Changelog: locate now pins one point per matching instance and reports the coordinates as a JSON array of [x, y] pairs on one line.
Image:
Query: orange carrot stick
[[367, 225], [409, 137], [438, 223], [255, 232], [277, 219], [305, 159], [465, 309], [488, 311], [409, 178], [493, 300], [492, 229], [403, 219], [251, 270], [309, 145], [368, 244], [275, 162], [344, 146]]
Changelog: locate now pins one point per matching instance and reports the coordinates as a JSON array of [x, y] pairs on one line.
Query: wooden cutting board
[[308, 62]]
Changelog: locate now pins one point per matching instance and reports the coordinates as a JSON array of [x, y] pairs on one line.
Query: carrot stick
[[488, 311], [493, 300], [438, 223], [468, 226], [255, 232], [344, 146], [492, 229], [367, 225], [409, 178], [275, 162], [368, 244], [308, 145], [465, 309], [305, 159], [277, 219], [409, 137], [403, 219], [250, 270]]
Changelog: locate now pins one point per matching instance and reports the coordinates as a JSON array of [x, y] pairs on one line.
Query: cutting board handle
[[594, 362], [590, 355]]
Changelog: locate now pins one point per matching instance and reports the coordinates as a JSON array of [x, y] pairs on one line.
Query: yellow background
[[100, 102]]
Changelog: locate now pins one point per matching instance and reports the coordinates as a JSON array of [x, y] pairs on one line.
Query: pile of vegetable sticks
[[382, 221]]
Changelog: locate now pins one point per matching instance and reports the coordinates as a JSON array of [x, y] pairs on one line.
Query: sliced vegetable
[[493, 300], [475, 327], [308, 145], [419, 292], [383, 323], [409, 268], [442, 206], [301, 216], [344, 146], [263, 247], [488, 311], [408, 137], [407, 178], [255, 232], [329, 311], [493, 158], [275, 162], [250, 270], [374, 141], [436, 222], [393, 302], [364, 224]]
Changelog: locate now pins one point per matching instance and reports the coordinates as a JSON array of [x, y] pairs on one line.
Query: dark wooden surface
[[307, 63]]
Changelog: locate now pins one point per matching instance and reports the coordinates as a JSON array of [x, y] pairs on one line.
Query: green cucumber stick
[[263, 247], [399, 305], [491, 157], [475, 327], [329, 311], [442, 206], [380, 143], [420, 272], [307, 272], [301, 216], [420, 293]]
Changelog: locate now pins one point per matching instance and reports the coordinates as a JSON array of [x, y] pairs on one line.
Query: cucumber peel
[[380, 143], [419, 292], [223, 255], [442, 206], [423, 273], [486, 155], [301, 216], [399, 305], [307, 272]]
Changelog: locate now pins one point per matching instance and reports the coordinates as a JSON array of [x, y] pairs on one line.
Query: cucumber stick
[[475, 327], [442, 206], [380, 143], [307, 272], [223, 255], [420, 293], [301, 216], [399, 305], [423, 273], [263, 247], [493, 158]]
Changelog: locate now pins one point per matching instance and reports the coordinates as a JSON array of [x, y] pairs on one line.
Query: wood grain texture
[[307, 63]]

******************************

_WHAT THE TASK ASKS:_
Make a verbatim transcription of all the material.

_ANSWER TO THIS TASK:_
Changelog: locate now pins one point per matching instance and reports the coordinates as a JSON array of [x, y] pairs on one line.
Image:
Query: orange carrot stick
[[367, 225], [409, 137], [438, 223], [255, 232], [277, 219], [305, 159], [465, 309], [488, 311], [409, 178], [493, 300], [492, 229], [403, 219], [251, 270], [309, 145], [368, 244], [275, 162], [344, 146]]
Changelog: locate now pins one point per matching instance and reports the coordinates as a JSON array of [x, y] pairs on one line.
Query: wooden cutting board
[[308, 62]]
Changelog: locate now pins one point per matching instance and reports the coordinates as a JSON array of [x, y] pairs on one line.
Query: carrot stick
[[488, 311], [493, 300], [438, 223], [468, 226], [255, 232], [344, 146], [492, 229], [367, 225], [409, 178], [275, 162], [368, 244], [308, 145], [465, 309], [305, 159], [277, 219], [409, 137], [403, 219], [250, 270]]
Changelog: locate now pins one point per matching instance and reports the coordinates as a JSON array of [x, y] pairs on one line.
Query: cutting board handle
[[594, 362], [590, 355]]
Changelog: locate now pins one point per matching instance and reports the coordinates as a JSON array of [x, y] pairs on one line.
Query: yellow background
[[100, 102]]
Changelog: locate now pins one point per matching instance and reports the coordinates as a JSON array of [x, y] pairs on one line.
Query: pile of vegetable sticks
[[382, 221]]
Changelog: locate now pins one point per matching instance and reports the coordinates as a JSON array of [x, y] pairs on one line.
Query: sliced vegetable
[[493, 300], [475, 327], [308, 145], [419, 292], [383, 323], [409, 268], [442, 206], [301, 216], [344, 146], [263, 247], [488, 311], [408, 137], [407, 178], [255, 232], [329, 311], [493, 158], [275, 162], [250, 270], [374, 141], [436, 222], [393, 302], [364, 224]]
Changelog: locate now pins one point per matching instance and reports the coordinates as a JSON array of [x, y] pairs on one line.
Query: dark wooden surface
[[307, 63]]
Changelog: locate now pins one point per matching instance and reports the coordinates as a JSON array of [x, y] pairs on one line.
Query: green cucumber stick
[[263, 247], [399, 305], [491, 157], [475, 327], [329, 311], [442, 206], [380, 143], [420, 272], [307, 272], [301, 216], [420, 293]]
Changelog: locate now pins one point per matching instance and reports the coordinates as a JSON array of [x, y] pairs on one line.
Query: cucumber peel
[[380, 143], [419, 292], [223, 255], [442, 206], [423, 273], [486, 155], [301, 216], [399, 305], [307, 272]]
Changelog: locate now pins one point per matching instance and reports the coordinates as a JSON array of [x, y] pairs on one line.
Query: cucumber stick
[[475, 327], [442, 206], [380, 143], [307, 272], [223, 255], [420, 293], [301, 216], [399, 305], [423, 273], [263, 247], [493, 158]]
Changelog: locate now pins one point per matching instance and reports the coordinates as a JSON array of [x, y] pairs on one line.
Query: wood grain texture
[[307, 63]]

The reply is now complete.